*Exercise prompt*. Copy the data from the line that contains "Tag each instance of the wet" to its last line, exactly, including both of those lines and leaving out everything before.

________________

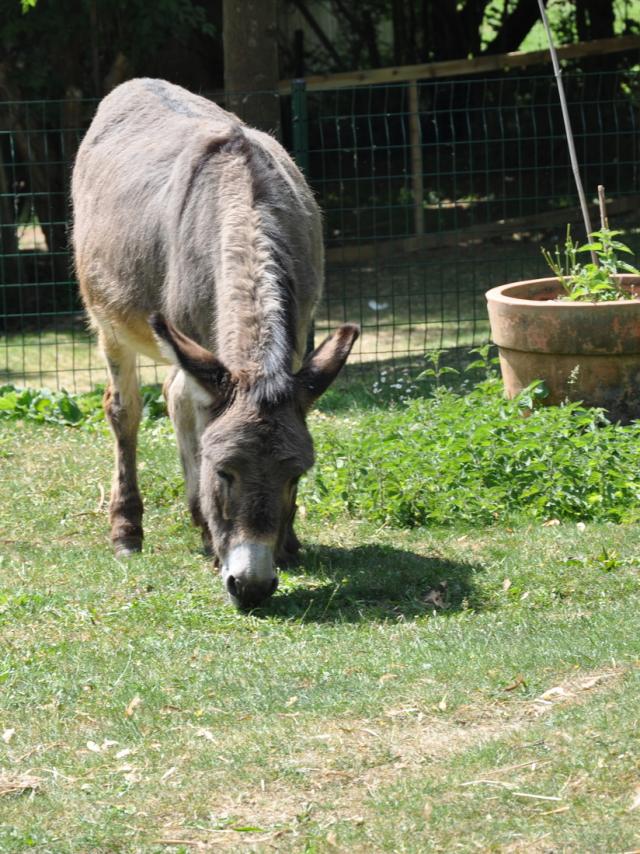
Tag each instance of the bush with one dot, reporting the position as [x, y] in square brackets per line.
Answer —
[473, 458]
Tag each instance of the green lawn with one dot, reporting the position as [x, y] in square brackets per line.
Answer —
[452, 688]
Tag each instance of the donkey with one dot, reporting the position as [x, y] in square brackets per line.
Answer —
[198, 243]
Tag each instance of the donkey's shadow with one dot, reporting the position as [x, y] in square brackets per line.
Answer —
[374, 582]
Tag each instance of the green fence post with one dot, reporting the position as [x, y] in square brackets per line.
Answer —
[300, 133]
[300, 124]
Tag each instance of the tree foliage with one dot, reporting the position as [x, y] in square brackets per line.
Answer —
[404, 32]
[83, 47]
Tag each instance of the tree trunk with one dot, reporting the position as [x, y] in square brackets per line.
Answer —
[251, 62]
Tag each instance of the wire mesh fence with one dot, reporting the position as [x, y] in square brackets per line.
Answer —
[433, 191]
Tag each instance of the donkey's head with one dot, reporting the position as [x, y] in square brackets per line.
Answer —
[253, 450]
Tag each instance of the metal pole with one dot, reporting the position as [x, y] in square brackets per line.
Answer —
[300, 134]
[300, 124]
[567, 127]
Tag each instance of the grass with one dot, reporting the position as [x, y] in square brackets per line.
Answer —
[462, 687]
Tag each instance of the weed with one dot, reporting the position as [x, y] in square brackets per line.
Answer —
[591, 282]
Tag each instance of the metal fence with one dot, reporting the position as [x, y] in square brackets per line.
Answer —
[432, 192]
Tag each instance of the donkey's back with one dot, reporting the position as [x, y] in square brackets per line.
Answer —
[163, 185]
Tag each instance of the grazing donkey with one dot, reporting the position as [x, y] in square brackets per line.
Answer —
[197, 242]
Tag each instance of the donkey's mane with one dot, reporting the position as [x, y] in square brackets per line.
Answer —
[255, 300]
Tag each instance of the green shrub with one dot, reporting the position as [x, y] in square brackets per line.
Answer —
[472, 457]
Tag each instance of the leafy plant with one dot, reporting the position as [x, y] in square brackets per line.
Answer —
[591, 282]
[468, 456]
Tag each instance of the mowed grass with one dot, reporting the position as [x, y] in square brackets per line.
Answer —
[437, 689]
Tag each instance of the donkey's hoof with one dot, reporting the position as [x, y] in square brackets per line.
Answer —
[124, 548]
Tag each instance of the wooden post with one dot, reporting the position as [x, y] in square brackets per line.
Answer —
[415, 138]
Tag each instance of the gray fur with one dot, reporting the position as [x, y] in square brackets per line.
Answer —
[198, 241]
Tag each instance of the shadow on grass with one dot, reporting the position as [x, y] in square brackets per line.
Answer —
[372, 583]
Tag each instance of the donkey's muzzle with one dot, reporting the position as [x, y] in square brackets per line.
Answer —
[249, 594]
[249, 574]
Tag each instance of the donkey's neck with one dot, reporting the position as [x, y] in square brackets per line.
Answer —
[254, 302]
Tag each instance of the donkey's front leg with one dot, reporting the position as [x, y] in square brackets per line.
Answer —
[189, 420]
[122, 408]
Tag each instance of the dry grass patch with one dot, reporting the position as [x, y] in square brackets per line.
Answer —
[358, 758]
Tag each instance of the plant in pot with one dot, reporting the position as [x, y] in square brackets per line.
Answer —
[578, 331]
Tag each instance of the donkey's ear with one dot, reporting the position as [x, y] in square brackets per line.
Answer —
[322, 366]
[185, 353]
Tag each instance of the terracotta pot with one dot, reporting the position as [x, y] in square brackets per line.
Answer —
[584, 351]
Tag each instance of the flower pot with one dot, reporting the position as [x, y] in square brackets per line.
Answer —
[584, 351]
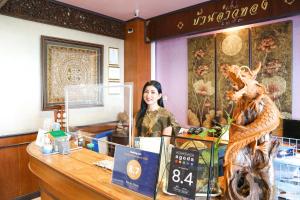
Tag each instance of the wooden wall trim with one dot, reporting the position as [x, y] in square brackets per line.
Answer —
[218, 14]
[60, 14]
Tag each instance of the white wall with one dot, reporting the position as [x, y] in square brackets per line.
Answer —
[20, 70]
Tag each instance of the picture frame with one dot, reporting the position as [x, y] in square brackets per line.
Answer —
[114, 73]
[68, 62]
[113, 56]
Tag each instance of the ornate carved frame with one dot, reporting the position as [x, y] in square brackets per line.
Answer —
[68, 62]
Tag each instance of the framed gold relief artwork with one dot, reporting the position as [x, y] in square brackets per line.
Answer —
[68, 62]
[113, 56]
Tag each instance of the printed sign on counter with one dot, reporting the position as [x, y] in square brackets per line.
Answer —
[183, 172]
[136, 170]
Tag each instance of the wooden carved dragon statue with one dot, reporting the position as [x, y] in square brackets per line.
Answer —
[248, 169]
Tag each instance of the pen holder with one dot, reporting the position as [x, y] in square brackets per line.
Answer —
[63, 146]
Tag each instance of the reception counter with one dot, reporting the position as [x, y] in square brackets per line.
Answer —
[74, 176]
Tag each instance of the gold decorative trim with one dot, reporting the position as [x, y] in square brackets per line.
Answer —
[290, 2]
[180, 25]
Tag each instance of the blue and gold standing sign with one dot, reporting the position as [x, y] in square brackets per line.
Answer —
[183, 172]
[136, 170]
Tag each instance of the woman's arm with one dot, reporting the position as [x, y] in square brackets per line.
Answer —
[167, 131]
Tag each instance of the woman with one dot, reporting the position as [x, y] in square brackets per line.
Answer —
[153, 120]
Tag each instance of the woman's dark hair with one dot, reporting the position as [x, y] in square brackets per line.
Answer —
[143, 109]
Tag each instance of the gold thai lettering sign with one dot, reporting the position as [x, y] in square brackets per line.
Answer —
[214, 15]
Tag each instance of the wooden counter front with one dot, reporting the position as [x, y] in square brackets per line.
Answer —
[74, 176]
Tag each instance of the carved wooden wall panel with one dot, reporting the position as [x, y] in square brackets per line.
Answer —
[59, 14]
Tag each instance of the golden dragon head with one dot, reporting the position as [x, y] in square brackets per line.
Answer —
[243, 82]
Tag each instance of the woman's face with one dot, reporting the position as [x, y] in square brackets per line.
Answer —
[151, 95]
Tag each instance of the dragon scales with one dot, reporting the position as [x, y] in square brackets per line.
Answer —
[248, 170]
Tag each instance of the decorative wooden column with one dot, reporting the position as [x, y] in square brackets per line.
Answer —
[137, 59]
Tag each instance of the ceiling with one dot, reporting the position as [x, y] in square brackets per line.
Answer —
[128, 9]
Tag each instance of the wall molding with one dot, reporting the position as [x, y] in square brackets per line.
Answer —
[67, 16]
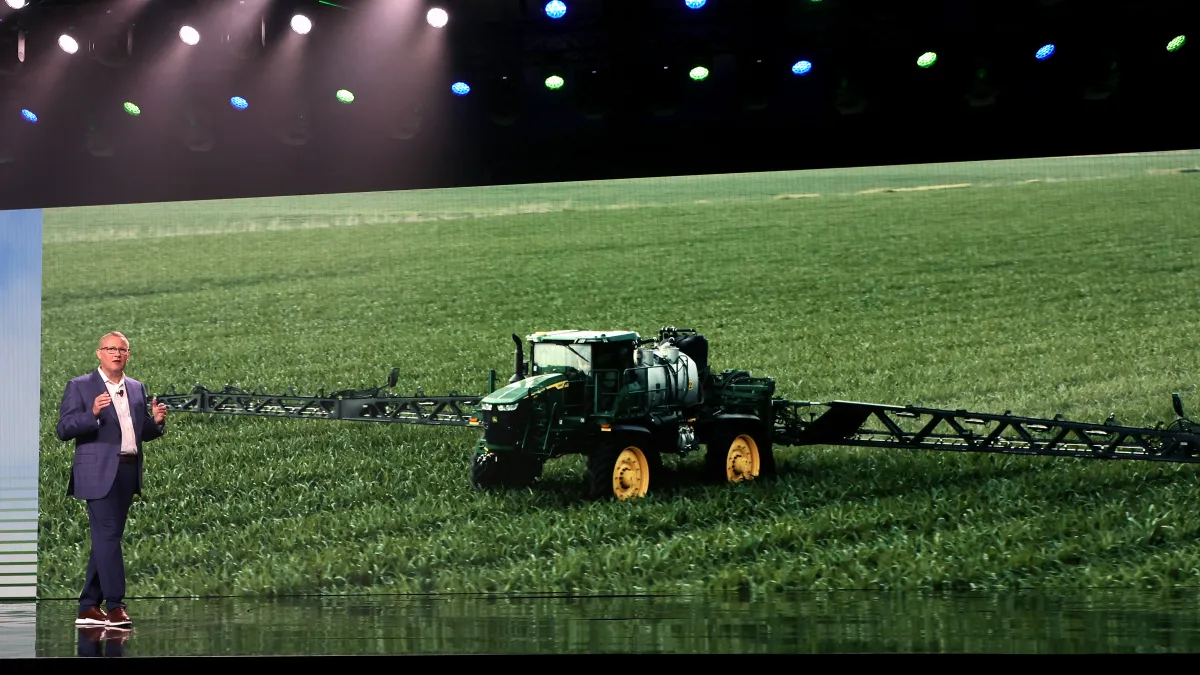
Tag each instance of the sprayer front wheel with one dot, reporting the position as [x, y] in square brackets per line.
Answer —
[622, 469]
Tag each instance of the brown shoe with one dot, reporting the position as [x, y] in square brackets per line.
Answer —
[119, 617]
[91, 633]
[118, 634]
[93, 616]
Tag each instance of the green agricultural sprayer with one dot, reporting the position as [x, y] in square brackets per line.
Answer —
[627, 401]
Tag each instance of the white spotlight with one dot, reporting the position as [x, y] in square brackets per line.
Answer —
[437, 17]
[189, 35]
[69, 45]
[301, 24]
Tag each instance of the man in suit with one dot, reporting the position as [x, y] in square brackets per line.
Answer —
[105, 413]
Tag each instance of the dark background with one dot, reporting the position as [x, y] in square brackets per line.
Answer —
[1110, 88]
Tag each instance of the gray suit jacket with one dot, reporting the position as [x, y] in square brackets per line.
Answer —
[99, 440]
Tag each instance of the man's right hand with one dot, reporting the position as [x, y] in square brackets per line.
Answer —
[101, 402]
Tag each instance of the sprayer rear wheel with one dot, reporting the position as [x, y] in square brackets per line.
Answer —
[738, 454]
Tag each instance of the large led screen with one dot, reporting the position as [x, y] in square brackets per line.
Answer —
[1033, 287]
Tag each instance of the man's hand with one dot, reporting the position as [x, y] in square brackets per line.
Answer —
[101, 402]
[160, 411]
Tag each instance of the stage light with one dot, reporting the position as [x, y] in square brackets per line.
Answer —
[437, 17]
[69, 43]
[189, 35]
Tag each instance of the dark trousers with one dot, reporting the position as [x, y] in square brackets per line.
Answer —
[106, 518]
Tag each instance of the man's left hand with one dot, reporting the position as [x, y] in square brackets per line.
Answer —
[160, 411]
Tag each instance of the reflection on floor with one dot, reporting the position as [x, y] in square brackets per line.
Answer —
[1092, 621]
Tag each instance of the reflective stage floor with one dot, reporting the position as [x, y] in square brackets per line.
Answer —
[846, 622]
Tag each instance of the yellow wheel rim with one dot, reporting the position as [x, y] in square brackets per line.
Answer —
[630, 475]
[742, 461]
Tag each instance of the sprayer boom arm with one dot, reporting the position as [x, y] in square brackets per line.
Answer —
[361, 406]
[847, 423]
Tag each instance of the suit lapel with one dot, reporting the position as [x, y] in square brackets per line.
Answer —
[137, 402]
[97, 388]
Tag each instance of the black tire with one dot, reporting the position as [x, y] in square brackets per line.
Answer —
[718, 451]
[495, 471]
[603, 464]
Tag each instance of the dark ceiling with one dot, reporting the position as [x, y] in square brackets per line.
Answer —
[628, 107]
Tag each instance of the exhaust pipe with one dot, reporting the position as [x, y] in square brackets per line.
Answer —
[519, 371]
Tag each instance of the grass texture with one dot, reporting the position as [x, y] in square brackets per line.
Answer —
[1039, 286]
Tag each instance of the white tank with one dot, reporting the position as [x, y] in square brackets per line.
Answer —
[673, 378]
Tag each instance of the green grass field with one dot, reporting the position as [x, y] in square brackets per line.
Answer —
[1039, 286]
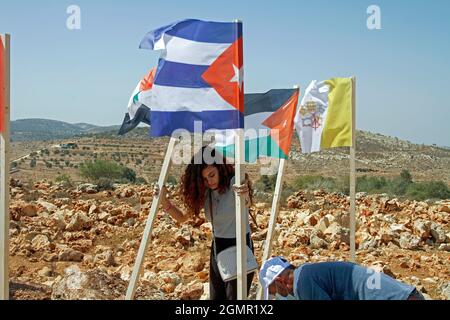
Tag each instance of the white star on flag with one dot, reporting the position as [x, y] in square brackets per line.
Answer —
[238, 76]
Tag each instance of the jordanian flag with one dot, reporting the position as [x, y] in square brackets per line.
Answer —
[324, 119]
[269, 124]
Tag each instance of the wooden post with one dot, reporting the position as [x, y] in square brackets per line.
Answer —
[241, 226]
[273, 213]
[132, 286]
[273, 218]
[4, 165]
[353, 177]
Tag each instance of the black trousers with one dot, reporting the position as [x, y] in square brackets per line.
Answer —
[218, 289]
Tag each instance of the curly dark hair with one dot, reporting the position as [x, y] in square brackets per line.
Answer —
[193, 187]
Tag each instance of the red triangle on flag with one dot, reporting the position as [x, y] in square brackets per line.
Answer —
[225, 75]
[281, 123]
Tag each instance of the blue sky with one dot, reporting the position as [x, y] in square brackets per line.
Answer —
[87, 75]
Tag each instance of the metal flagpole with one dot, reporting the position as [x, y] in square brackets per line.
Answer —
[273, 215]
[353, 177]
[132, 286]
[241, 227]
[4, 164]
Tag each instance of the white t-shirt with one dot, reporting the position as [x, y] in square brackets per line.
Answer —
[224, 208]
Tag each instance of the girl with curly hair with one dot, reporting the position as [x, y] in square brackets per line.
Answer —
[208, 182]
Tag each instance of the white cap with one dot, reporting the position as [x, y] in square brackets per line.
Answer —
[271, 269]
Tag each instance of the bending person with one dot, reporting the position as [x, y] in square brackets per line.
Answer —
[331, 281]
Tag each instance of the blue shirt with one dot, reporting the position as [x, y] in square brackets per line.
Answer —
[346, 281]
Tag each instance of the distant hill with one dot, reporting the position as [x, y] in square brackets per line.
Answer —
[44, 129]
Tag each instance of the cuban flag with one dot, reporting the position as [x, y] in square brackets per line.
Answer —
[199, 76]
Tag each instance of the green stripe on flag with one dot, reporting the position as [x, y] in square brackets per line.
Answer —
[255, 148]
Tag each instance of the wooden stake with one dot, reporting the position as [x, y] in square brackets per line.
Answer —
[4, 170]
[353, 177]
[132, 286]
[241, 226]
[273, 218]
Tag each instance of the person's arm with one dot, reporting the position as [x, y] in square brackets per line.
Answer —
[168, 207]
[244, 190]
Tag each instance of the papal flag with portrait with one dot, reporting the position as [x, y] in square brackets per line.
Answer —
[324, 117]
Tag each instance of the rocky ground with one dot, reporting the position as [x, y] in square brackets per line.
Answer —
[78, 243]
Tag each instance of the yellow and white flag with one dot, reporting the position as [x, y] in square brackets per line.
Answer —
[324, 118]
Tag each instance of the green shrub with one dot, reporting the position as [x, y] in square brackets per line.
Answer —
[105, 184]
[428, 190]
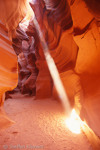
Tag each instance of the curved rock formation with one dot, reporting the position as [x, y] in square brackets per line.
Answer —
[71, 29]
[8, 72]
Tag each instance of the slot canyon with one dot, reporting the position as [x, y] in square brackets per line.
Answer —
[49, 74]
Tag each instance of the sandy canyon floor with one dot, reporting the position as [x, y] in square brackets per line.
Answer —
[40, 124]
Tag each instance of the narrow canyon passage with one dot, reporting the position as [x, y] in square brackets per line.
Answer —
[39, 123]
[49, 70]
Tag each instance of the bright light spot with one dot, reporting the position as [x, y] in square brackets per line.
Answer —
[74, 123]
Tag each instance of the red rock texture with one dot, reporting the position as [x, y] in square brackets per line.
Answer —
[72, 32]
[8, 72]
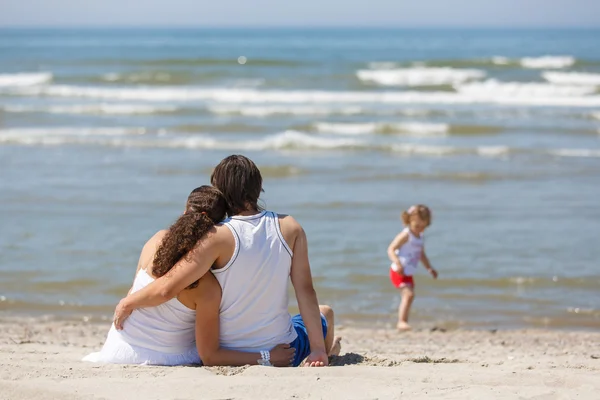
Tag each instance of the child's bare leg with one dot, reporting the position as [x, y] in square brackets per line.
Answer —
[408, 295]
[332, 343]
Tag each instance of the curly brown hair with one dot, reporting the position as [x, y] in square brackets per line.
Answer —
[205, 207]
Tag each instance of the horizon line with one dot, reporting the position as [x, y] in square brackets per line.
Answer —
[315, 26]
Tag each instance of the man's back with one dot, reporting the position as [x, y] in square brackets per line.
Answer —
[254, 304]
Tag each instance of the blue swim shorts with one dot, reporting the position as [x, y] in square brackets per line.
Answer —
[301, 344]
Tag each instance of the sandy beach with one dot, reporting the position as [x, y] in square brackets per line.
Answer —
[41, 359]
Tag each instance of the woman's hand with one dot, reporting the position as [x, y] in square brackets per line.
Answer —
[282, 355]
[122, 312]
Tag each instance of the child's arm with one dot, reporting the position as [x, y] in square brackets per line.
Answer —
[398, 242]
[427, 264]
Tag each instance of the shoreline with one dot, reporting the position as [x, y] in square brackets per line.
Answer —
[41, 359]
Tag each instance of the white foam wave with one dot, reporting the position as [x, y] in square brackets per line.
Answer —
[24, 79]
[575, 153]
[553, 62]
[420, 76]
[114, 109]
[382, 65]
[572, 78]
[138, 77]
[57, 136]
[265, 111]
[429, 150]
[500, 60]
[411, 128]
[490, 92]
[288, 140]
[495, 89]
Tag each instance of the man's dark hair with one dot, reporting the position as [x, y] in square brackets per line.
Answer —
[239, 179]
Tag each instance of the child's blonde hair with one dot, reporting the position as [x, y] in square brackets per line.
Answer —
[421, 210]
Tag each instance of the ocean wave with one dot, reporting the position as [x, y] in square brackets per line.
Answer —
[495, 89]
[286, 141]
[430, 150]
[62, 135]
[489, 92]
[420, 76]
[234, 61]
[579, 153]
[265, 111]
[411, 128]
[553, 62]
[111, 109]
[572, 78]
[24, 79]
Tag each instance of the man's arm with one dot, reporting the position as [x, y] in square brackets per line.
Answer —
[188, 270]
[306, 295]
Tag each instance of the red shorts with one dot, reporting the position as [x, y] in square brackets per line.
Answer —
[401, 280]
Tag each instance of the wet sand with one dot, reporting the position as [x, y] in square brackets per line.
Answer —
[41, 359]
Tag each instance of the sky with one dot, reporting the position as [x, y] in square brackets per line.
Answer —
[299, 13]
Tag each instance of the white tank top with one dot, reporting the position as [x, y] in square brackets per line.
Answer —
[167, 328]
[254, 303]
[410, 253]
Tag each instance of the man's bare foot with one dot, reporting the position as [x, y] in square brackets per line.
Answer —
[403, 326]
[336, 347]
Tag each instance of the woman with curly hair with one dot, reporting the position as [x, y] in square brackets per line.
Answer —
[185, 329]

________________

*Final result*.
Tag each instance of the wet sand with one dot, reporting the position as [x, y] in square brackets per line.
Answer —
[41, 359]
Tag each instance of the sky with one dot, reporting the position as [x, y] in square brackets per line.
Answer —
[299, 13]
Tag each instance of the white tank top with one dot, reporting the position as [x, y] in square brackets per line.
Answer —
[167, 328]
[254, 303]
[410, 253]
Tag each instance of the man's bare foot with one dot, reporting the position as [x, y] in square brackets per line.
Answer —
[403, 326]
[336, 347]
Tag each instance of the woman with curly hair with one dot, reporting the position as [x, y] in square brackets per line.
Answer —
[185, 329]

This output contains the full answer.